---------- Records for the task
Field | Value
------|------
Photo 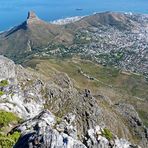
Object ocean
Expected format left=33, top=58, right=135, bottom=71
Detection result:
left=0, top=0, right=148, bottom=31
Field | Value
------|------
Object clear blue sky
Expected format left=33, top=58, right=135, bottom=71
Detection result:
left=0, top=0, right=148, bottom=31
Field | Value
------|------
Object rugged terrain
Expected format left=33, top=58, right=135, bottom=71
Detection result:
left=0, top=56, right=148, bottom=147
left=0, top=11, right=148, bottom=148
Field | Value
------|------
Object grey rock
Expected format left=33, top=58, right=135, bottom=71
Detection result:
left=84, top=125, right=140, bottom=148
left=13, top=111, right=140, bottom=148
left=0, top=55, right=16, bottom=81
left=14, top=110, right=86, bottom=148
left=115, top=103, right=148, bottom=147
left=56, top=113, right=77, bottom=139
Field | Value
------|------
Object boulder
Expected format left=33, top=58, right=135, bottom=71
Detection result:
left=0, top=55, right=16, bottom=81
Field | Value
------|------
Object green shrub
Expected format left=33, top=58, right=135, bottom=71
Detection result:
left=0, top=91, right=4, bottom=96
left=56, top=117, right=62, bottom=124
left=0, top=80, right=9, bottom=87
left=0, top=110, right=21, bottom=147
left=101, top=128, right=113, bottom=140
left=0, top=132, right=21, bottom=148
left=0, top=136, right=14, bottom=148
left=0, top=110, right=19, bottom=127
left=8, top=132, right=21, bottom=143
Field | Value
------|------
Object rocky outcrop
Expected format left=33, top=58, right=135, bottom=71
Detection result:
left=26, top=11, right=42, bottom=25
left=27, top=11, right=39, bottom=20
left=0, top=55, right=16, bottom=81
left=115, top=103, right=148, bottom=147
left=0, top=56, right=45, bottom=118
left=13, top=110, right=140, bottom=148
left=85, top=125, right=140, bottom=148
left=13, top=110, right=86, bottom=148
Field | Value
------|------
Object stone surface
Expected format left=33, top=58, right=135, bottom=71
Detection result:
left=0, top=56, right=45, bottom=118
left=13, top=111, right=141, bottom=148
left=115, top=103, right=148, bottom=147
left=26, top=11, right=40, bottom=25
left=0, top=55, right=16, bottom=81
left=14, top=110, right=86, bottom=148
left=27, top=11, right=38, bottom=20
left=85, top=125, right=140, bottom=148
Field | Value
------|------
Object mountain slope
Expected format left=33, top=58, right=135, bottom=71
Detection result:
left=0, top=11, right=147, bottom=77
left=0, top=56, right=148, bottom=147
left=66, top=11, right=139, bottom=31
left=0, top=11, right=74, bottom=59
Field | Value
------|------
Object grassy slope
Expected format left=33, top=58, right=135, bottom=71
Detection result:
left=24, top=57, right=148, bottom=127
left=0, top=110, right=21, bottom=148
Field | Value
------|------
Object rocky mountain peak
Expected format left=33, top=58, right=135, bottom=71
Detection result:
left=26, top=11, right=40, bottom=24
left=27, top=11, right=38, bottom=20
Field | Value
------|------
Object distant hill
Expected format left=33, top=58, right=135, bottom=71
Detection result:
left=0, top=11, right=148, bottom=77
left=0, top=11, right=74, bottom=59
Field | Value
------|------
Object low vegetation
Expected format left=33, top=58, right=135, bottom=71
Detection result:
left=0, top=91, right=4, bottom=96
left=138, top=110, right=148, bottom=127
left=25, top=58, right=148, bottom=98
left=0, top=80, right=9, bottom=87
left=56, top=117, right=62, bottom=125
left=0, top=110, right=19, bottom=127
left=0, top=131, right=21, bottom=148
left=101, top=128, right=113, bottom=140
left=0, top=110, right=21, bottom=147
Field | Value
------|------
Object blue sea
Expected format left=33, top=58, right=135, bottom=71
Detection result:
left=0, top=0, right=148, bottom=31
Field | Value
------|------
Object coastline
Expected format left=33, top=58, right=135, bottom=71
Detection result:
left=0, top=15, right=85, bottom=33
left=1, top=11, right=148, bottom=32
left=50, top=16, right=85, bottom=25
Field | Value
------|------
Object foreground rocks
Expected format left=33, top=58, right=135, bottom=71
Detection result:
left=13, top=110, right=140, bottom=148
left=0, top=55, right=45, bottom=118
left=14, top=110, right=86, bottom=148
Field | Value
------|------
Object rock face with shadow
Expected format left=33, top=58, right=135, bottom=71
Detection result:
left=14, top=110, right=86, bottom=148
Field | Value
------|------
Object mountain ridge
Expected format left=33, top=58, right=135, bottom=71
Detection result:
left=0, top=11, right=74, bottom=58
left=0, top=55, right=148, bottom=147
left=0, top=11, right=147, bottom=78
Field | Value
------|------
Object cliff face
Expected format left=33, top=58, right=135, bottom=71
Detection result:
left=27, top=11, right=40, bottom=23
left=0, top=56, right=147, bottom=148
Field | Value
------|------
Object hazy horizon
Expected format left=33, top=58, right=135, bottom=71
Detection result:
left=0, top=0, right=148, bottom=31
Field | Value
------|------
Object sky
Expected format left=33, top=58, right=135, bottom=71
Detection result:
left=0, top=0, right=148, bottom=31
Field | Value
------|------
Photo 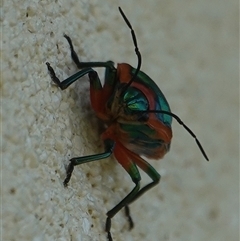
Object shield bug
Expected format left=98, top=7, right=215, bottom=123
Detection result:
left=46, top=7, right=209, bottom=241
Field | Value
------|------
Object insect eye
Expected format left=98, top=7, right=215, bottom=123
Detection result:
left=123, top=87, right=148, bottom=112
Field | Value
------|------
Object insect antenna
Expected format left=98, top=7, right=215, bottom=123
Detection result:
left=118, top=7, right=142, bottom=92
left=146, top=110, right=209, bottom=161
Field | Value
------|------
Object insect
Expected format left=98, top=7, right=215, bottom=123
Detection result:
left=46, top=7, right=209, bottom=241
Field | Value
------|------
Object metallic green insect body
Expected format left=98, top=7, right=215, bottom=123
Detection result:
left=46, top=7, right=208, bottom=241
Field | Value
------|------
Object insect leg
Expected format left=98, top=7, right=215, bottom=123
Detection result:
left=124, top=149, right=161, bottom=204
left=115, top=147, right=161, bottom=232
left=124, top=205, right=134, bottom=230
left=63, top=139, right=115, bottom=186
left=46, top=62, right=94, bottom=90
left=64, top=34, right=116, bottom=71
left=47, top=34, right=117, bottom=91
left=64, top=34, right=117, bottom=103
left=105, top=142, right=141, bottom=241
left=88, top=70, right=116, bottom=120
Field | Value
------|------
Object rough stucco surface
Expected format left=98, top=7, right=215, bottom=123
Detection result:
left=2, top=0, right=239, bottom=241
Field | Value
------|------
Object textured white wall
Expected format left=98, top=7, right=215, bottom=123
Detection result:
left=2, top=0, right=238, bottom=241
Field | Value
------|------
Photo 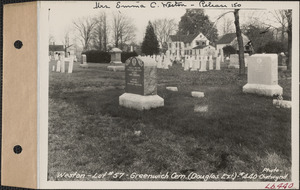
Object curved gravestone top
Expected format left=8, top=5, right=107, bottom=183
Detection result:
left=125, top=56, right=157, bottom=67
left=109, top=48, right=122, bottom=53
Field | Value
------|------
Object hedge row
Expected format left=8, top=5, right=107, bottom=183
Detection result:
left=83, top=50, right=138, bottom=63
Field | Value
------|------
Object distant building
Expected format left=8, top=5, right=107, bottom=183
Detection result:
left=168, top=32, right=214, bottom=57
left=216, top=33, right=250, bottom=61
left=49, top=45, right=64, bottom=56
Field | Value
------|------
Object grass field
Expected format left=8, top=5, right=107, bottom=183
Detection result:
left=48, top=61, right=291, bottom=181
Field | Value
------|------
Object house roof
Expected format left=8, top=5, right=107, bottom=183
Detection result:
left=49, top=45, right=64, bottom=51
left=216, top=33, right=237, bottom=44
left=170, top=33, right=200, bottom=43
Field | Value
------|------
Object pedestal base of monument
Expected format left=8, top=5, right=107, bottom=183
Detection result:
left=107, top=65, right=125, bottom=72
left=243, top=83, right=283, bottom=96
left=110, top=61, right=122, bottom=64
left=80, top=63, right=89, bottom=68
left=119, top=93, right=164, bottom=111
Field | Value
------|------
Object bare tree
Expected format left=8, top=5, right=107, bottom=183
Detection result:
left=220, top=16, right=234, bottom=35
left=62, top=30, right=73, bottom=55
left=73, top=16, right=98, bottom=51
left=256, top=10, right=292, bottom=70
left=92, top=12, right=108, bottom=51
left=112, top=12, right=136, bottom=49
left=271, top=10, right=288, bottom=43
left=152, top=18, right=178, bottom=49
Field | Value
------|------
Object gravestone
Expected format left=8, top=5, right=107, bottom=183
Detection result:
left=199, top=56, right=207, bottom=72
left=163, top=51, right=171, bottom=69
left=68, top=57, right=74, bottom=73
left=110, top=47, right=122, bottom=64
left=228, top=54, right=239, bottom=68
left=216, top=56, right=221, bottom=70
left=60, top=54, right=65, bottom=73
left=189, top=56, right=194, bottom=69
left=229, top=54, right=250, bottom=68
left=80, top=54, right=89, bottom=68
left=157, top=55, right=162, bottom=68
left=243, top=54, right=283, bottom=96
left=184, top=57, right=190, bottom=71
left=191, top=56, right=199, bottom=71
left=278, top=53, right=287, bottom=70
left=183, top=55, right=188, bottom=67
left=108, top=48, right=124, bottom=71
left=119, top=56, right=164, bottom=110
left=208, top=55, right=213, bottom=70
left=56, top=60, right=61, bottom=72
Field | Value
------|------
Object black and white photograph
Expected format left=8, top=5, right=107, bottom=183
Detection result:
--------------------
What is required:
Look above for the line with "Object bare tree" and the line with "Object gravestone"; transcribe both and all lines in between, exactly, and nothing else.

Problem solution:
Object bare tree
Expected format left=8, top=5, right=107, bottom=183
Detection result:
left=220, top=16, right=234, bottom=35
left=62, top=30, right=73, bottom=55
left=73, top=16, right=98, bottom=51
left=256, top=10, right=292, bottom=70
left=92, top=12, right=108, bottom=51
left=112, top=12, right=136, bottom=49
left=271, top=10, right=288, bottom=43
left=152, top=18, right=178, bottom=49
Field | Value
------|------
Object gravestone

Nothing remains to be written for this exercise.